Collaboration will be key to undertaking this task, said Pedro Bouchon, who highlighted that agreements with the Museum of Memory and the Vicaría de la Solidaridad make it possible to put science and engineering at the service of society. For Dean Loreto Valenzuela, the academic community must contribute to the search and rescue of memory, with tools that today "allow us to discover information that would otherwise remain hidden."

A photo, a face, a name

Another challenge presented by working with millions of files from the dictatorship is that the documents come in a wide variety of formats: handwritten texts, typed documents, photos, videos, audio recordings, letters, and drawings, all containing information about victims and witnesses of human rights violations.

Domingo Mery described how they have begun to test the effectiveness of various computational and artificial intelligence tools, such as Gemini and ChatGPT, in retrieving information. In the area of visual recognition, he explains, AI systems have been able to recognize images, group them with others with similar characteristics, and describe them in text format. In addition, they are studying image quality enhancement, techniques for face detection, and face recognition in other images. In one test, he said, using a black-and-white photo of a person before they were disappeared, the AI model found them in another image: on a sign carried by a relative at a march for the disappeared detainees.

Techniques have also been applied to convert handwritten text or old audio files into digital text, which can then be used to generate a data repository on which to begin working.

#### Collected data:
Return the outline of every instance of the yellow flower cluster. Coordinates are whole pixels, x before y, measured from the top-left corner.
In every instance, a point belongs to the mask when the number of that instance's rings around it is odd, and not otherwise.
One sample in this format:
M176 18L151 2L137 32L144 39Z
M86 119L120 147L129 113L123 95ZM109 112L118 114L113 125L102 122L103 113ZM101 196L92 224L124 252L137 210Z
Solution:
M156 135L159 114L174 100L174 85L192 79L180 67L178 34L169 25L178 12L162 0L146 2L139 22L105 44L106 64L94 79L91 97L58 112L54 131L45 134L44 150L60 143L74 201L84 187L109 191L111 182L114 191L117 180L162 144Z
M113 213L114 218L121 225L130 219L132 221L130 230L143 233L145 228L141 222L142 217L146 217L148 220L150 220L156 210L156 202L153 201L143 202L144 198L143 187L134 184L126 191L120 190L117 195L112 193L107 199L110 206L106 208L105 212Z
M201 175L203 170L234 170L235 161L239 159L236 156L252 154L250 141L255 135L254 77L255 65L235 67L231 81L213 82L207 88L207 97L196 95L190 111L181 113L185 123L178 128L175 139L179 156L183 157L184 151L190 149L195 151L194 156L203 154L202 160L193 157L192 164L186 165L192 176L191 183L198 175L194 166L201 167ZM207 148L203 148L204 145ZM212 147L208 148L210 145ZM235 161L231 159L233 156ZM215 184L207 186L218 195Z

#### WHAT YOU WILL DO:
Answer these questions from the passage on the dictatorship archives.
1. With which two institutions does Pedro Bouchon say agreements have been made?
2. Which two AI tools does Domingo Mery name?
3. In the test with a black-and-white photo, where did the AI model find the person again?
The rows are not needed for any of the work here.

#### RESULT OF THE EXERCISE:
1. The Museum of Memory and the Vicaría de la Solidaridad.
2. Gemini and ChatGPT.
3. On a sign carried by a relative at a march for the disappeared detainees.